▶ **Work to complete**: Substitute "integer pixels" for every occurrence of "whole pixels" throughout the listing below, and reproduce the listing with all other text unchanged.

Labeled region records
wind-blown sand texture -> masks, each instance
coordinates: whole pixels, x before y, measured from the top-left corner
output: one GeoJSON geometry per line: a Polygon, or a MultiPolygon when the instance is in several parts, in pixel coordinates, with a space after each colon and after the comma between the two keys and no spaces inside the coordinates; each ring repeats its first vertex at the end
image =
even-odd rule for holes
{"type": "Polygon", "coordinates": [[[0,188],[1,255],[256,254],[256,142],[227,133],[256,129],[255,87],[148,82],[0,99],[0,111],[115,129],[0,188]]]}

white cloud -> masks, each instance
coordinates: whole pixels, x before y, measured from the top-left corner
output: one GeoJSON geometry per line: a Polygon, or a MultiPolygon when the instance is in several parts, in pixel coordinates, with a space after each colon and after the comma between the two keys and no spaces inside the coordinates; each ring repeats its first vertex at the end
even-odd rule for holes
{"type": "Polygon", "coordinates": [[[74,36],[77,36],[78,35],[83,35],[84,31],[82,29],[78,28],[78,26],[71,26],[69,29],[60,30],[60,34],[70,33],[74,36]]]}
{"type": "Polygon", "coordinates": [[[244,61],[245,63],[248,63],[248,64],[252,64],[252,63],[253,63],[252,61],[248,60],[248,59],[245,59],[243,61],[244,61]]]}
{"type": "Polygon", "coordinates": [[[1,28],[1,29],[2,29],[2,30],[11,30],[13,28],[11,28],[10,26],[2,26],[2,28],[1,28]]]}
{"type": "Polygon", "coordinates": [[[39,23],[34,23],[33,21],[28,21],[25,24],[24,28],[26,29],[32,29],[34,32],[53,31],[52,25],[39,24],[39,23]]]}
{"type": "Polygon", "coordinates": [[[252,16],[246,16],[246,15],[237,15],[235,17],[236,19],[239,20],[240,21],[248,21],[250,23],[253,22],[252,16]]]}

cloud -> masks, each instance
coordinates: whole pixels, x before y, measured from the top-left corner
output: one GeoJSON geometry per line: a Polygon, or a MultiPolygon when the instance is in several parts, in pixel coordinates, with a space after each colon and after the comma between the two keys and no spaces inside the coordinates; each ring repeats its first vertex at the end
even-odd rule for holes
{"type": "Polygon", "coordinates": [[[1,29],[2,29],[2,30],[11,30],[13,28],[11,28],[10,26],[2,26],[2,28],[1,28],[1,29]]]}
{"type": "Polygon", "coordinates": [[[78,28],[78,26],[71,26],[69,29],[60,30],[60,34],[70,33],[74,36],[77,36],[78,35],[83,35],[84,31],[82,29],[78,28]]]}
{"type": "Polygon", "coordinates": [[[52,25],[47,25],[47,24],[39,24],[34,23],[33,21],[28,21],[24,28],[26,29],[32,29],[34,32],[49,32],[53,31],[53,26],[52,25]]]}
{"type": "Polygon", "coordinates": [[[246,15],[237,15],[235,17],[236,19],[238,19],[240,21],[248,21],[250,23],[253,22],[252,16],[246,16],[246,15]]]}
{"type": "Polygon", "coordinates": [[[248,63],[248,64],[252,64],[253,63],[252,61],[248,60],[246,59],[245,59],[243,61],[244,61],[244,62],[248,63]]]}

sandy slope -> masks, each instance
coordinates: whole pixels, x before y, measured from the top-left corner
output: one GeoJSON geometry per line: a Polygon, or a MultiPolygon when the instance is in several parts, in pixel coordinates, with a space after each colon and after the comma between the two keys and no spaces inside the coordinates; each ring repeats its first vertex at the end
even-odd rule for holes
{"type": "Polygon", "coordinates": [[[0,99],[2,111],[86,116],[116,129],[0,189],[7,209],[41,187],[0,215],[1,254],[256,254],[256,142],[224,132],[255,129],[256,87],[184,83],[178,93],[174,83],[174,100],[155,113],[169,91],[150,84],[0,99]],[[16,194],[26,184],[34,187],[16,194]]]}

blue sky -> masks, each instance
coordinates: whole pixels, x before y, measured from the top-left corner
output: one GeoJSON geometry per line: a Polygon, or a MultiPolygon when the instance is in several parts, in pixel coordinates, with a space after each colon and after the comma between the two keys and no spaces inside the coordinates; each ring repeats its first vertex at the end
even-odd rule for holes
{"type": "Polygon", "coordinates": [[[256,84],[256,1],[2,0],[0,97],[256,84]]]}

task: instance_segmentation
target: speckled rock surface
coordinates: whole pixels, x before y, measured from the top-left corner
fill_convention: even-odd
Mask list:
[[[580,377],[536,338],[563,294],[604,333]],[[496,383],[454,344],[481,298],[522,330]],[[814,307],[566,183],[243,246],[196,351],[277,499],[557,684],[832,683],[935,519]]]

▶ **Written answer**:
wind-blown sand texture -> masks, each instance
coordinates: integer pixels, x before y, measured from the top-left corner
output: one GeoJSON geometry per line: a Polygon, or a MultiPolygon when the instance is in several parts, in pixel coordinates, with a space after each colon and after the comma between the two keys and no spaces inside the coordinates; each ring repeats its first vertex at the end
image =
even-odd rule for holes
{"type": "Polygon", "coordinates": [[[0,188],[1,255],[256,254],[256,142],[227,133],[256,129],[255,87],[148,82],[0,99],[0,111],[115,129],[0,188]]]}

white cloud -> masks, each instance
coordinates: integer pixels, x before y, measured from the top-left corner
output: one GeoJSON geometry per line: a Polygon, or a MultiPolygon when the instance is in several parts, in pixel coordinates, with a space after each colon and after the comma between the two keys and no spaces inside the coordinates; each ring repeats its first vertex at the end
even-odd rule for holes
{"type": "Polygon", "coordinates": [[[74,36],[77,36],[78,35],[83,35],[84,31],[82,29],[78,28],[78,26],[71,26],[69,29],[60,30],[60,34],[70,33],[74,36]]]}
{"type": "Polygon", "coordinates": [[[244,61],[245,63],[248,63],[248,64],[252,64],[252,63],[253,63],[252,61],[248,60],[248,59],[245,59],[243,61],[244,61]]]}
{"type": "Polygon", "coordinates": [[[1,28],[1,29],[2,29],[2,30],[11,30],[13,28],[11,28],[10,26],[2,26],[2,28],[1,28]]]}
{"type": "Polygon", "coordinates": [[[39,23],[34,23],[33,21],[28,21],[25,24],[24,28],[26,29],[32,29],[34,32],[53,31],[52,25],[39,24],[39,23]]]}
{"type": "Polygon", "coordinates": [[[252,16],[246,16],[246,15],[237,15],[235,17],[236,19],[239,20],[240,21],[248,21],[250,23],[253,22],[252,16]]]}

cloud -> masks, each instance
coordinates: integer pixels, x before y, measured from the top-left corner
output: one GeoJSON geometry per line: a Polygon, or a MultiPolygon when the instance is in several parts, in pixel coordinates, with a space after each colon and after the comma between the two keys and no spaces inside the coordinates; each ring repeats its first vertex at the end
even-odd rule for holes
{"type": "Polygon", "coordinates": [[[1,29],[2,29],[2,30],[11,30],[13,28],[11,28],[10,26],[2,26],[2,28],[1,28],[1,29]]]}
{"type": "Polygon", "coordinates": [[[78,28],[78,26],[71,26],[69,29],[60,30],[60,34],[70,33],[74,36],[77,36],[78,35],[83,35],[84,31],[82,29],[78,28]]]}
{"type": "Polygon", "coordinates": [[[52,25],[47,25],[47,24],[39,24],[34,23],[33,21],[28,21],[24,28],[26,29],[32,29],[34,32],[49,32],[53,31],[53,26],[52,25]]]}
{"type": "Polygon", "coordinates": [[[246,15],[237,15],[235,17],[236,19],[238,19],[240,21],[248,21],[250,23],[253,22],[252,16],[246,16],[246,15]]]}
{"type": "Polygon", "coordinates": [[[248,63],[248,64],[252,64],[253,63],[252,61],[248,60],[246,59],[245,59],[243,61],[244,61],[244,62],[248,63]]]}

sandy slope -> masks, each instance
coordinates: integer pixels, x before y, measured from the top-left corner
output: one GeoJSON geometry per line: a Polygon, or a MultiPolygon when the instance is in several parts, in pixel coordinates, with a space after each colon and after the comma between the two keys and no spaces inside the coordinates; each ring repeats its first vertex at the end
even-odd rule for holes
{"type": "Polygon", "coordinates": [[[0,99],[2,111],[86,116],[116,129],[0,189],[7,209],[41,187],[0,215],[1,254],[256,254],[256,142],[224,132],[255,129],[256,87],[184,83],[178,93],[174,83],[174,100],[155,113],[169,91],[150,84],[0,99]],[[16,194],[26,184],[34,187],[16,194]]]}

blue sky -> masks, each instance
coordinates: integer pixels, x before y, measured from the top-left corner
output: one GeoJSON geometry per line: a Polygon, or a MultiPolygon when the instance is in several parts, in pixel coordinates, with a space after each colon and after the comma between the two keys and no spaces inside the coordinates; each ring repeats its first vertex at the end
even-odd rule for holes
{"type": "Polygon", "coordinates": [[[256,84],[256,1],[2,0],[0,97],[256,84]]]}

task: instance_segmentation
target: speckled rock surface
coordinates: integer pixels, x before y, measured from the top-left corner
fill_convention: even-odd
Mask list:
[[[580,377],[536,338],[563,294],[604,333]],[[496,383],[454,344],[481,298],[522,330]],[[814,307],[566,183],[243,246],[196,351],[277,499],[557,684],[832,683],[935,519]]]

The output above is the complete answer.